* SET EXERCISE: Write the next part of the mailing-list thread about git line-ending settings, continuing from its last message.

* PASSAGE GIVEN:
━━━━━━━━━━━━━━━━━━━━━━━━━━━━━━

I came across this when trying if text=auto marks any files as changed, and it didn't so everything IS already LF in the repo.
Can you check this please?
Check what?
I was near to leaving a comment like "asap" on github, but since this is so horribly complicated and error-prone ...
I'm starting to consider canceling the pull request.
I'd like to do something here, but I'm waiting for a consensus and for someone to test things out, maybe with a test repo, to make sure things operate correctly. The documentation isn't that clear... Chuck

2010/10/27 Charles R Harris <charlesr.harris@gmail.com>:
I'd like to do something here, but I'm waiting for a consensus and for someone to test things out, maybe with a test repo, to make sure things operate correctly. The documentation isn't that clear...
Okay, I'll do that tomorrow (in ~13 hr). I feel responsible. I can try it on Mac OS and Win 7. I'll use recent mingw git for Win 7. Nevertheless I have so much warm fish atm .... :( Friedrich

Hi Chuck, On Wed, Oct 27, 2010 at 1:30 PM, Charles R Harris <charlesr.harris@gmail.com> wrote:
I'd like to do something here, but I'm waiting for a consensus and for someone to test things out, maybe with a test repo, to make sure things operate correctly. The documentation isn't that clear...

━━━━━━━━━━━━━━━━━━━━━━━━━━━━━━

* STORED DATA:
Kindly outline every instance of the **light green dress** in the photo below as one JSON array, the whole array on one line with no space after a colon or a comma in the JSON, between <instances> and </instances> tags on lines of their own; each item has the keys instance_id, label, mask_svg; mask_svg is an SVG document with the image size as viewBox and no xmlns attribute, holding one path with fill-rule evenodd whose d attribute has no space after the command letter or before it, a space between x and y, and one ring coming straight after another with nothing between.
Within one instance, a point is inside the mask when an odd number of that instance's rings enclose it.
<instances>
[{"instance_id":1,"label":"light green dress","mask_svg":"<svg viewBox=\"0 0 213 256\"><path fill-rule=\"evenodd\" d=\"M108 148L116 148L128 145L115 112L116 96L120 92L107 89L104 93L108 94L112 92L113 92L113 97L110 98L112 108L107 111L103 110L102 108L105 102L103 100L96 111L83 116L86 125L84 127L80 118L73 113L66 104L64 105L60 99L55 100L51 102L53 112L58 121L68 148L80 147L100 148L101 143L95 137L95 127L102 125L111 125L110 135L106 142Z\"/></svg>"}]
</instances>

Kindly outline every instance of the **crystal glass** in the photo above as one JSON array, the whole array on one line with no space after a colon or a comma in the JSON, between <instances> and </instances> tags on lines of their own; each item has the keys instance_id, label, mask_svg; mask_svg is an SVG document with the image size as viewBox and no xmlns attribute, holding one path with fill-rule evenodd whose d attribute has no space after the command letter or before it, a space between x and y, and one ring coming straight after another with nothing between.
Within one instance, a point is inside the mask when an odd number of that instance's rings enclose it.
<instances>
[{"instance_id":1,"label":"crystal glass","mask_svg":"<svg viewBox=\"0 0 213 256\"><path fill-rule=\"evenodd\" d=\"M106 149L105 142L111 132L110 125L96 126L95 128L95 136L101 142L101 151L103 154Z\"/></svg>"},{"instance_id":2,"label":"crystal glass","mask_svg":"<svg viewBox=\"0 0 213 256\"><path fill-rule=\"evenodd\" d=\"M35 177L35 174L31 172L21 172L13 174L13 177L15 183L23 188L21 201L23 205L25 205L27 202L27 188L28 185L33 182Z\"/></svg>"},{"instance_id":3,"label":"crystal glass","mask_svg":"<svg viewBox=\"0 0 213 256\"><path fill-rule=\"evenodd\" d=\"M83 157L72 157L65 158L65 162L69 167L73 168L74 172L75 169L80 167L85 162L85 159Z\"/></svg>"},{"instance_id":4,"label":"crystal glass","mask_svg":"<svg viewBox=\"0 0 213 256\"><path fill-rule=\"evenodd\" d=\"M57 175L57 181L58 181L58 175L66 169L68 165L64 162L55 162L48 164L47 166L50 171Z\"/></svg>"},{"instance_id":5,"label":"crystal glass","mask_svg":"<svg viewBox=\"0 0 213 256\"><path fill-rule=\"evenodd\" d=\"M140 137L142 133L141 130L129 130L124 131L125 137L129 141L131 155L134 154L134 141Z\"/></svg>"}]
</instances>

━━━━━━━━━━━━━━━━━━━━━━━━━━━━━━

* TASK OUTPUT:
I am getting ready to test on windows and mac. In the process of upgrading git on windows to 1.7.3.1, The following dialog appeared: Configuring line ending conversions How should Git treat line endings in text files? x Checkout Windows-style, commit Unix-style line endings Git will convert LF to CRLF when checking out text files. When committing text files, CRLF will be converted to LF. For cross-platform projects, this is the recommended setting on Windows ("core.autocrlf" is set to "true") o Checkout as-is, commit Unix-style line endings Git will not perform any conversion when checking out text files. When committing text files, CRLF will be converted to LF. For cross-platform projects this is the recommended setting on Unix ("core.autocrlf" is set to "input"). o Checkout as-is, commit as-is Git will not perform any conversions when checking out or committing text files. Choosing this option is not recommended for cross-platform projects ("core.autocrlf" is set to "false") This might warrant a very brief mention in the docs, for helping people set up their environment. Its too bad core.autocrlf cannot be set on a per-project basis in a file that gets committed to the repository. As far as I can tell, it can only be set in ~/.gitconfig or numpy/.git/config. Which is why I suggested adding .gitattributes, which can be committed to the repository, and the line "* text=auto" ensures that EOLs in text files are committed as LF, so we don't have to worry about somebody's config settings having unwanted impact on the repository. And now the bad news: I have not been able to verify that Git respects the autocrlf setting or the eol setting in .gitattributes on my windows 7 computer: I made a new clone and the line endings are LF in the working directory, both on master and in my whitespace-cleanup branch (even the nsi.in file!). ("git config -l" confirms that "core.autocrlf" is "true".) To check my sanity, I tried writing files using wordpad and notepad to confirm that they are at least using CRLF, and they are *not*, according to both python's open() and grep "\r\n". If it were after noon where I live, I would be looking for a bottle of whiskey. But its not, so I'll just beat my head against my desk until I've forgotten about this whole episode.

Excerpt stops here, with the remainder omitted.